▶ **SOURCE TEXT**
☆ ☆ ☆ ☆
Believe it or not, babies can sleep an average of 14-15 hours per day in the first year of life. Unfortunately for the parents, it’s not in large sums of time. That means a lot of putting baby in and taking baby out of the crib. Think about the weight load on the spine when mom (or dad, for that matter) holds baby away from the body and then lowers baby in the crib. And to make matters worse, mom probably just nursed baby to sleep and will contort in any way so as not to wake baby up. There’s really no easy way to do it, but there are better ways! First, mom should lower the rail on the crib. Almost all cribs have rails that lower for this purpose, but most parents don’t do it as it is one more step. Then, mom aligns her body next to the crib so she won’t have to twist to lower baby or pick up baby. She should brace her core and try to keep her spine in alignment as she lowers or picks up baby.
Moms pick up a lot of toys and other baby paraphernalia. It’s essential that you truly teach them how to pick an object up. Most people in general stoop down to pick an item up. You need to teach them to bend at the hips, knees and ankles and actually squat down to pick up the object. Spine should be in alignment throughout entire movement. Mom should square herself right in front of the object and firmly pull in the abdominal muscles to protect the spine. Lift the object straight in to the body and use the legs to elevate. Remember, the further an object is away from the body, the heavier and harder it is as well! Getting strollers and baby carriers out of the car can be awkward. Mom should bring object close to her body before lifting it. It’s the repetitive motions done incorrectly and seemingly harmlessly that end up wreaking havoc on the body.
☆ ☆ ☆ ☆
▶ **INFORMATION PROVIDED**
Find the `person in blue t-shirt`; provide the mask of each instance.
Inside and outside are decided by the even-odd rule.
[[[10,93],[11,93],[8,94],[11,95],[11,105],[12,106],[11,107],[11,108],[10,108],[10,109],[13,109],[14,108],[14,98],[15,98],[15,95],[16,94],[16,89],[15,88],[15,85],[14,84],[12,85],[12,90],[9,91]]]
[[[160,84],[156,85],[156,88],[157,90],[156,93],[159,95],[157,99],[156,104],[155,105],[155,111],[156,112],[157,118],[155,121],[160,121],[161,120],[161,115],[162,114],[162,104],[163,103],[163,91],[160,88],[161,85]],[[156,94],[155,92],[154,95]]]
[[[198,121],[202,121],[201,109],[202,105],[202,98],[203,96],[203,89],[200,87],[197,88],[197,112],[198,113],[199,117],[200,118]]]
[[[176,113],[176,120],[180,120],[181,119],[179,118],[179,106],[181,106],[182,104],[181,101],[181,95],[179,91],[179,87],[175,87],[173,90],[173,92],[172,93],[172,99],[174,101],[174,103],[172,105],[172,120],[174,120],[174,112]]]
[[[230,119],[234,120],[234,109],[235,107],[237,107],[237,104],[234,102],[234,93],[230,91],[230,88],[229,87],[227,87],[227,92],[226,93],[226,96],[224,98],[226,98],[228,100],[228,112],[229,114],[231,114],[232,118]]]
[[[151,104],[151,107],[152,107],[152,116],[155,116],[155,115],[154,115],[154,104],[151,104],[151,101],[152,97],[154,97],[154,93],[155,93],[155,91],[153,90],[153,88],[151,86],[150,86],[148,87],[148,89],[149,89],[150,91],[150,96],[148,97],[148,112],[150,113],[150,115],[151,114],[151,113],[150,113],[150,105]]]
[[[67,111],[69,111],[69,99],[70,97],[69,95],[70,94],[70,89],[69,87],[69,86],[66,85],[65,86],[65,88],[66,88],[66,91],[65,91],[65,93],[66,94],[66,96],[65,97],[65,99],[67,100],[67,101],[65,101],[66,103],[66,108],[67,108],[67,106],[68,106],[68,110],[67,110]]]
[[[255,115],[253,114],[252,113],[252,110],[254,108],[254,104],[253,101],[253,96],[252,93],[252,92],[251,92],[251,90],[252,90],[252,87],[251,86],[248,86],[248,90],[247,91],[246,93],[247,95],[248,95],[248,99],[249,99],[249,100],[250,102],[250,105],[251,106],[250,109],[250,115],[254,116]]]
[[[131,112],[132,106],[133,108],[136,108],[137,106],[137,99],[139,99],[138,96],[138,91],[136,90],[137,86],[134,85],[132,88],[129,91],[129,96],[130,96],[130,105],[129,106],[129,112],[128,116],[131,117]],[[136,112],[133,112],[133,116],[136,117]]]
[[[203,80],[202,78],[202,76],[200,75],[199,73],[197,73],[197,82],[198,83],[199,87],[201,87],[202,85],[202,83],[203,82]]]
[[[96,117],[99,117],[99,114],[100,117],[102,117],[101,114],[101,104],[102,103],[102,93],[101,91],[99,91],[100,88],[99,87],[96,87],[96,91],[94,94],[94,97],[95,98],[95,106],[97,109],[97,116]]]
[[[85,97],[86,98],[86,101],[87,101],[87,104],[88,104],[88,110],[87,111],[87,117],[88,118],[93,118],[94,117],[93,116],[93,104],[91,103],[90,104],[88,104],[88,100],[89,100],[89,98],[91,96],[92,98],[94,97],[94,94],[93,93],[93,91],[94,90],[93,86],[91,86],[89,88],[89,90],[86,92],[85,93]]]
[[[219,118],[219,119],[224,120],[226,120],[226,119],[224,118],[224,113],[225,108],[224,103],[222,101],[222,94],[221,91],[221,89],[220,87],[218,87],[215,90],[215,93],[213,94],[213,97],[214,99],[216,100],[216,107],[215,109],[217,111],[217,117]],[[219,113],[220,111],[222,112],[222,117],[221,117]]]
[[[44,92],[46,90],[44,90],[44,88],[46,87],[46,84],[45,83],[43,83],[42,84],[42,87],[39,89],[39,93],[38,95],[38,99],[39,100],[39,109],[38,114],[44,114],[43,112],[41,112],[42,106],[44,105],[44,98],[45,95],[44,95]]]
☆ ☆ ☆ ☆
▶ **REQUIRED ACTIONS**
1. Reproduce the part of the text on safe lifting for parents between "Moms pick up" and "on the body.", inclusive.
2. In the text on safe lifting for parents, what should mom do to the crib before she lowers or picks up baby?
3. Decide whether each statement agrees with the text on safe lifting for parents, and back each answer with the deciding words from it.
(a) In the first year of life, babies can sleep an average of 14-15 hours per day.
(b) Most parents lower the crib rail when putting baby in or taking baby out.
(c) An object held farther from the body is lighter and easier to manage.
The material above is separate from the text on safe lifting for parents.

▶ **ANSWERS TO THE PROBLEMS**
1.
Moms pick up a lot of toys and other baby paraphernalia. It’s essential that you truly teach them how to pick an object up. Most people in general stoop down to pick an item up. You need to teach them to bend at the hips, knees and ankles and actually squat down to pick up the object. Spine should be in alignment throughout entire movement. Mom should square herself right in front of the object and firmly pull in the abdominal muscles to protect the spine. Lift the object straight in to the body and use the legs to elevate. Remember, the further an object is away from the body, the heavier and harder it is as well! Getting strollers and baby carriers out of the car can be awkward. Mom should bring object close to her body before lifting it. It’s the repetitive motions done incorrectly and seemingly harmlessly that end up wreaking havoc on the body.

2. She should lower the rail on the crib.

3.
(a) Yes: "babies can sleep an average of 14-15 hours per day in the first year of life"
(b) No: "most parents don’t do it as it is one more step"
(c) No: "the further an object is away from the body, the heavier and harder it is as well"